What you should do: What is needed here is every line of the records that includes "Phrase".

[Referring expression data]

────────────────

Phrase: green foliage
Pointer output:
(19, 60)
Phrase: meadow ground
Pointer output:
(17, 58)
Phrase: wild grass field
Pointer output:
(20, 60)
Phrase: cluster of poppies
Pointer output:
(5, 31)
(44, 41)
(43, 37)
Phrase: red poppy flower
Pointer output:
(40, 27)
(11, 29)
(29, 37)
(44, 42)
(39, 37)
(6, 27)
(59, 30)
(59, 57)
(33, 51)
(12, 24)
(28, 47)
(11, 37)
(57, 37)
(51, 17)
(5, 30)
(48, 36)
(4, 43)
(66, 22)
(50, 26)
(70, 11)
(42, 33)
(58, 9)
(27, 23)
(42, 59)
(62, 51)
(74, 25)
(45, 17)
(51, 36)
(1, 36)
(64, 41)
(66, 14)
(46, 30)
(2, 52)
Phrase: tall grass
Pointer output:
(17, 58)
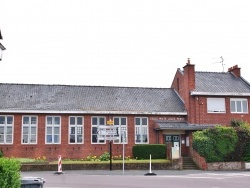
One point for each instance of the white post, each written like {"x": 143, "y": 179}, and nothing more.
{"x": 150, "y": 171}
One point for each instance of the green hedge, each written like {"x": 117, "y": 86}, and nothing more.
{"x": 10, "y": 173}
{"x": 157, "y": 151}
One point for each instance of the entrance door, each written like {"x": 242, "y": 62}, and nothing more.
{"x": 175, "y": 145}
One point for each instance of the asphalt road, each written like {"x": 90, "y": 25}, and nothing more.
{"x": 138, "y": 179}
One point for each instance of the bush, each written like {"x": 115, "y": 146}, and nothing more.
{"x": 157, "y": 151}
{"x": 10, "y": 173}
{"x": 215, "y": 144}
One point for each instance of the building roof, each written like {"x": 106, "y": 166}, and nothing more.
{"x": 89, "y": 99}
{"x": 170, "y": 125}
{"x": 220, "y": 83}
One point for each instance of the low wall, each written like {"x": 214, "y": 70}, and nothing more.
{"x": 226, "y": 166}
{"x": 174, "y": 165}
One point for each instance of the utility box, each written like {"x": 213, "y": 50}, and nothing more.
{"x": 32, "y": 182}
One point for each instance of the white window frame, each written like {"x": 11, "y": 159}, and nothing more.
{"x": 77, "y": 127}
{"x": 141, "y": 130}
{"x": 121, "y": 129}
{"x": 6, "y": 130}
{"x": 53, "y": 128}
{"x": 238, "y": 109}
{"x": 216, "y": 105}
{"x": 94, "y": 131}
{"x": 30, "y": 125}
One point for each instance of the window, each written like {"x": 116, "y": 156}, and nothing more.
{"x": 239, "y": 105}
{"x": 75, "y": 130}
{"x": 121, "y": 124}
{"x": 141, "y": 130}
{"x": 6, "y": 129}
{"x": 216, "y": 105}
{"x": 53, "y": 130}
{"x": 29, "y": 130}
{"x": 96, "y": 121}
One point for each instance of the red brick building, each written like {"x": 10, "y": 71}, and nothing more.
{"x": 52, "y": 120}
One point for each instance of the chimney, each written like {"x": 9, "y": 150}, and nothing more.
{"x": 235, "y": 70}
{"x": 189, "y": 75}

────────────────

Response below:
Phrase: green foliage
Phrase: meadow ground
Phrase: wild grass field
Phrase: cluster of poppies
Phrase: red poppy flower
Phrase: tall grass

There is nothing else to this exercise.